__Exercise prompt__
Below are records; copy every line in them that holds the word "tomato".

__Provided entries__
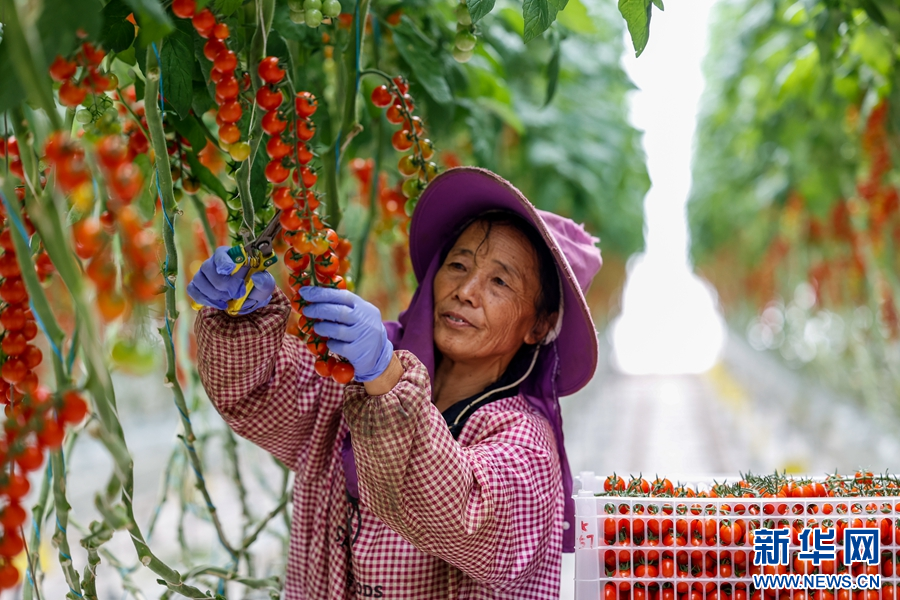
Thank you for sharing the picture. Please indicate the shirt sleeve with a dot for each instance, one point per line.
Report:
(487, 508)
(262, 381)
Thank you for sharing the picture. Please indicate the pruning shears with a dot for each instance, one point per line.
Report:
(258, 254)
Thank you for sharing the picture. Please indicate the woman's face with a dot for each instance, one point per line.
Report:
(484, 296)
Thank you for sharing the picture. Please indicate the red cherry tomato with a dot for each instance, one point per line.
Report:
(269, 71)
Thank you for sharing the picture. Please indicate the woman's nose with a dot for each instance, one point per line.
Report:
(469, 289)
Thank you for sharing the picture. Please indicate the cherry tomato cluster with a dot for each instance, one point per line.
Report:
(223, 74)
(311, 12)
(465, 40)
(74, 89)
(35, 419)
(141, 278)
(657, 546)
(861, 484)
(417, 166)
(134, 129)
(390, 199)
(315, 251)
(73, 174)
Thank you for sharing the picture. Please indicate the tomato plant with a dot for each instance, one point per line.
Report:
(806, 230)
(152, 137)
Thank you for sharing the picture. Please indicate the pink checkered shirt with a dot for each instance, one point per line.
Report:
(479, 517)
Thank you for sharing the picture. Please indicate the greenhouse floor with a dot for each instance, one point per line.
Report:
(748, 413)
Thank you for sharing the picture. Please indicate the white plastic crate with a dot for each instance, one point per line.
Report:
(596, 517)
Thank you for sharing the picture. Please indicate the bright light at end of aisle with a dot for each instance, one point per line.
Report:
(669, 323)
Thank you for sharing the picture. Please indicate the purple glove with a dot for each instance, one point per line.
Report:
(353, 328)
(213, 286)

---

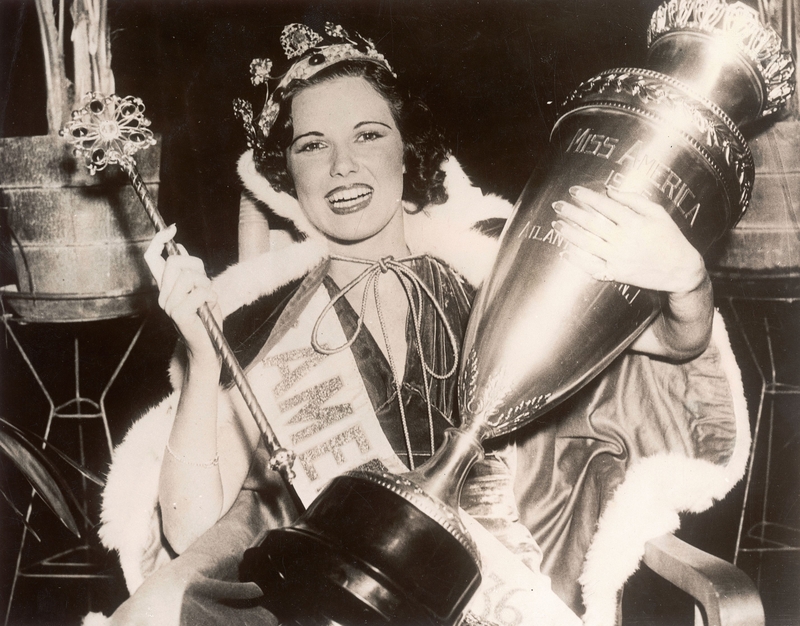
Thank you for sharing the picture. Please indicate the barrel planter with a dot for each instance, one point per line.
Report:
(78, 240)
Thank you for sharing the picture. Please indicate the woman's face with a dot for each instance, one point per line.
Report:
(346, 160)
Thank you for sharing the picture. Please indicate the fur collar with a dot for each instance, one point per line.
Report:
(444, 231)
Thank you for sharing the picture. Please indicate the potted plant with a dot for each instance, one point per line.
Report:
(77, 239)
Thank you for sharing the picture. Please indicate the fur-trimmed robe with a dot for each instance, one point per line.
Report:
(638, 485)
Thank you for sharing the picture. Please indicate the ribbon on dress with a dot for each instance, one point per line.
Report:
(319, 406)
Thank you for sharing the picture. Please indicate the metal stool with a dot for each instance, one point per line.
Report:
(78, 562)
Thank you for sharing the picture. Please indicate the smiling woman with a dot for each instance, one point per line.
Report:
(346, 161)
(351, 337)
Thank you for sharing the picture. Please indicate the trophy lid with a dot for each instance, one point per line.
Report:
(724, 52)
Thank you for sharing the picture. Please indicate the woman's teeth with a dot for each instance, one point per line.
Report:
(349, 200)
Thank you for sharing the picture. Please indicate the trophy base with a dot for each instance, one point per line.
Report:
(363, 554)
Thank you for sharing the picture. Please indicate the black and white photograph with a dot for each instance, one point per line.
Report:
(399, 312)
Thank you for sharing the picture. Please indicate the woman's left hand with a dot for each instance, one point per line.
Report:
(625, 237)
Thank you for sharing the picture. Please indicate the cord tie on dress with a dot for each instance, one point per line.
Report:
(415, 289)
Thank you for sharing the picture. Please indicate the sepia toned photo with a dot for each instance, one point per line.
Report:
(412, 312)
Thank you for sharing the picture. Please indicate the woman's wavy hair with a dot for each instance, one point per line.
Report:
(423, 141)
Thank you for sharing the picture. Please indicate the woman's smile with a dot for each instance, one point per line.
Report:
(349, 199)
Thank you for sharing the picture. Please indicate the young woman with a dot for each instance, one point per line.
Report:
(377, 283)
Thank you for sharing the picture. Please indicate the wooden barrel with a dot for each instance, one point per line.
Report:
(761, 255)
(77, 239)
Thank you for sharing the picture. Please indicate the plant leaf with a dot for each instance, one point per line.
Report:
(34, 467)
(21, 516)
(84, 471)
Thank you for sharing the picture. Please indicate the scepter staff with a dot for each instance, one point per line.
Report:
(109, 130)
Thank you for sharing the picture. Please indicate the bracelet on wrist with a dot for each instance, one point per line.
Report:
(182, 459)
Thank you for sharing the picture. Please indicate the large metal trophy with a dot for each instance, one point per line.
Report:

__Response__
Thank you for sharing the picture. Please indicate the red cherry tomato with a dot for each instance, one point per line.
Thank you for sharing the picture. Please indicate the cherry tomato cluster with a dot for each instance, one point per line.
Thank you for sharing the picture. Please indicate the tomato plant with a dot for each instance, one point per line.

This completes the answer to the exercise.